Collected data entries

**********

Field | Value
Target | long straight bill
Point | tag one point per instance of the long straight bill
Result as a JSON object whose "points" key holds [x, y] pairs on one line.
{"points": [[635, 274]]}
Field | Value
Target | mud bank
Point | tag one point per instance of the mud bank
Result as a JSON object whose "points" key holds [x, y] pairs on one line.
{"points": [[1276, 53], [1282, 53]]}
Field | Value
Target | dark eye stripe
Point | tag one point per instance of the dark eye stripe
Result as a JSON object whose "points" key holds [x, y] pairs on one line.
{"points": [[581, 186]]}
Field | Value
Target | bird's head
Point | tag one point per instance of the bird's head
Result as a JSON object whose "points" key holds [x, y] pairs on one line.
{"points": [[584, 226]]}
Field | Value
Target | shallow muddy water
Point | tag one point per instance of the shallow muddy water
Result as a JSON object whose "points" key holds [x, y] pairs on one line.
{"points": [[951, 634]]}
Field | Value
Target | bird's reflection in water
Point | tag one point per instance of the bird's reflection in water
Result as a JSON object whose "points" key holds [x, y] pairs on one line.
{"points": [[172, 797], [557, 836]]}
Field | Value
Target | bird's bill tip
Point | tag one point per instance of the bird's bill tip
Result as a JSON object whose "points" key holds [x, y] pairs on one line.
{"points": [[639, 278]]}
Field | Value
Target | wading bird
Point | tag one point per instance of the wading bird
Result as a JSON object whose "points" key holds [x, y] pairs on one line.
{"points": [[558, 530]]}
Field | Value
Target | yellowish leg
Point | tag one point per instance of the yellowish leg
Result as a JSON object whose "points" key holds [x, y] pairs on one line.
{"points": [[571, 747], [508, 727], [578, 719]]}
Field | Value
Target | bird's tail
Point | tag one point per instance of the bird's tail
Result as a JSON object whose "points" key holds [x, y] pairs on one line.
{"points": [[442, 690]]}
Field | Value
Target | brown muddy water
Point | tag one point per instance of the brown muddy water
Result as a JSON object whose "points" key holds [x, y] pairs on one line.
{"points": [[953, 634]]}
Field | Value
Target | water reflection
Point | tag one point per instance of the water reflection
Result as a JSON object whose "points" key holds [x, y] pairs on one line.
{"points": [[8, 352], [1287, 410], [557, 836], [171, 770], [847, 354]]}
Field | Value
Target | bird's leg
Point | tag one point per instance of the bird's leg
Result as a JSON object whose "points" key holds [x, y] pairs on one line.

**********

• **JOB**
Would you copy out each line exactly as written?

• **WRITTEN ANSWER**
Field | Value
Target | long straight bill
Point | tag one point per instance of the long straight bill
Result as a JSON object whose "points" key holds [x, y] pairs on one line.
{"points": [[635, 274]]}
Field | Value
Target | mud bank
Point | tag one point per instance of the mud bank
Result as a JSON object whose "points" key holds [x, y] pairs on one line.
{"points": [[1276, 53], [1282, 53]]}
Field | Value
Target | dark eye stripe
Point | tag one point per instance of the dark eye stripe
Result as a JSON object whose "points" key holds [x, y] pairs on one line.
{"points": [[581, 186]]}
Field | Value
Target | bird's head
Point | tag one point per instance of the bird's head
Result as a JSON object whose "points" key holds [x, y] pairs on one line.
{"points": [[584, 226]]}
Field | Value
Target | shallow muddy water
Point | tag one point per instance of the shallow muddy water
Result as a JSON object whose "points" key holds [x, y] pairs on one line.
{"points": [[951, 634]]}
Field | Value
Target | bird's reflection in water
Point | tag one point per instance of the bird's reflection in water
Result as a JSON object whose "points" key holds [x, y] pairs on one line.
{"points": [[172, 797], [557, 836]]}
Field | Value
Target | bird's bill tip
Point | tag one point per instance of the bird's bill tip
Result as a JSON object whose "points" key holds [x, y] pairs on one line.
{"points": [[639, 278]]}
Field | Value
Target | wading bird
Point | tag one point per instance of the wading bird
Result as a JSON object whose "points" key holds [x, y] pairs on one line.
{"points": [[558, 530]]}
Field | Value
Target | yellowish leg
Point | tag one point per instance of the yellowish leg
Result as a JSON object whose "points" key holds [x, y] pairs on one line.
{"points": [[571, 747], [508, 727], [578, 719]]}
Field | Value
Target | bird's tail
Point | tag one point per instance of the bird's tail
Result as a JSON object whose "points" key holds [x, y] pairs on one line.
{"points": [[442, 690]]}
Field | Value
Target | brown muddy water
Point | tag one point per instance of the brown muddy water
Result as a JSON object whose "points" key holds [x, y] pairs on one line.
{"points": [[953, 634]]}
Field | Value
Target | water reflection
Point | tag one point per instance of the water reflection
Result as a JSON object whose "points" key holds [x, y] pairs on one line.
{"points": [[8, 352], [1287, 410], [557, 836], [171, 770], [847, 354]]}
Field | Value
Target | bird's leg
Point | tag one point per instance of the bird's leg
Result as a JSON object whose "points" key holds [x, y] pairs on one line.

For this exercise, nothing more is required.